15 comments Add your comment

David

June 23rd, 2012
7:12 am

This would be accurate except that Dave Heywood is the musician playing the guitars and piano while Charles Kelley has the velvet voice. Oh, and HIllary is hardly nasally. Melissa obviously doesn’t listen to much country music!

rap

June 23rd, 2012
8:33 am

The article is correct with Dave Haywood being the musician. No e in Haywood. Awesome show.
I agree with comments on Hillary taking a few songs to get into it.

Mel

June 23rd, 2012
10:05 am

I would like to add that I took my 10-year old to this concert as she is a huge Lady A. fan. I felt this was 100% appropriate for family entertainment. There were several grandmas in our section, teenage girls with their dads, young couples on a date night and family groups. WORTH EVERY PENNY I spent on the fix and I will see them again when they return in the future. On another note, if you read the history of the band, Hillary never even attempted a solo career because she could not handle the nervousness of being onstage alone. I do not think she was bored or coming across as tired….I think she suffers from stage fright to a degree. I have been to numerous concerts (all genres of music….not just country) and this would be in my top 3 of all time! (Btw…I am 45 and drove two hours to see this concert).

Mel

June 23rd, 2012
10:06 am

correction ****worth every penny I spent on the tix (tickets)*****

MyPatootie

June 23rd, 2012
11:53 am

This article was somewhat remiss in not pointing out that both guys graduated from high school in Augusta, Ga. I know it’s not ATLANTA, but it is still in GA, and Augusta is proud enough of them to name a new ampitheater after them. They had two consecutive night sellouts in Augusta in May. Also, it should have been mentioned that Hillary is the daughter of Linda Davis, who sang for and with Reba McEntire for many years. FYI

Mia M.

June 23rd, 2012
12:51 pm

I was there and it was absolutely amazing. It was worth every dime and more. Lady A is a class act, their music is amazing and they’ll be around for a long time.

- TASKS FOR THIS EXERCISE:
#1 Translate this sentence from the concert comments into Spanish: "I was there and it was absolutely amazing."
#2 List each different name that comments in the concert comments are posted under. Count each name once.
#3 Reproduce the part of the concert comments between "I would like" and "see this concert).", inclusive.

- SUPPLIED DATA:
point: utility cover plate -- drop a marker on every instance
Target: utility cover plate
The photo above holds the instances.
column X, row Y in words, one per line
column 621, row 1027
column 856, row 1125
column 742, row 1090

- SOLVED TASKS:
#1 Estuve allí y fue absolutamente increíble.

#2
- David
- rap
- Mel
- MyPatootie
- Mia M.

#3
I would like to add that I took my 10-year old to this concert as she is a huge Lady A. fan. I felt this was 100% appropriate for family entertainment. There were several grandmas in our section, teenage girls with their dads, young couples on a date night and family groups. WORTH EVERY PENNY I spent on the fix and I will see them again when they return in the future. On another note, if you read the history of the band, Hillary never even attempted a solo career because she could not handle the nervousness of being onstage alone. I do not think she was bored or coming across as tired….I think she suffers from stage fright to a degree. I have been to numerous concerts (all genres of music….not just country) and this would be in my top 3 of all time! (Btw…I am 45 and drove two hours to see this concert).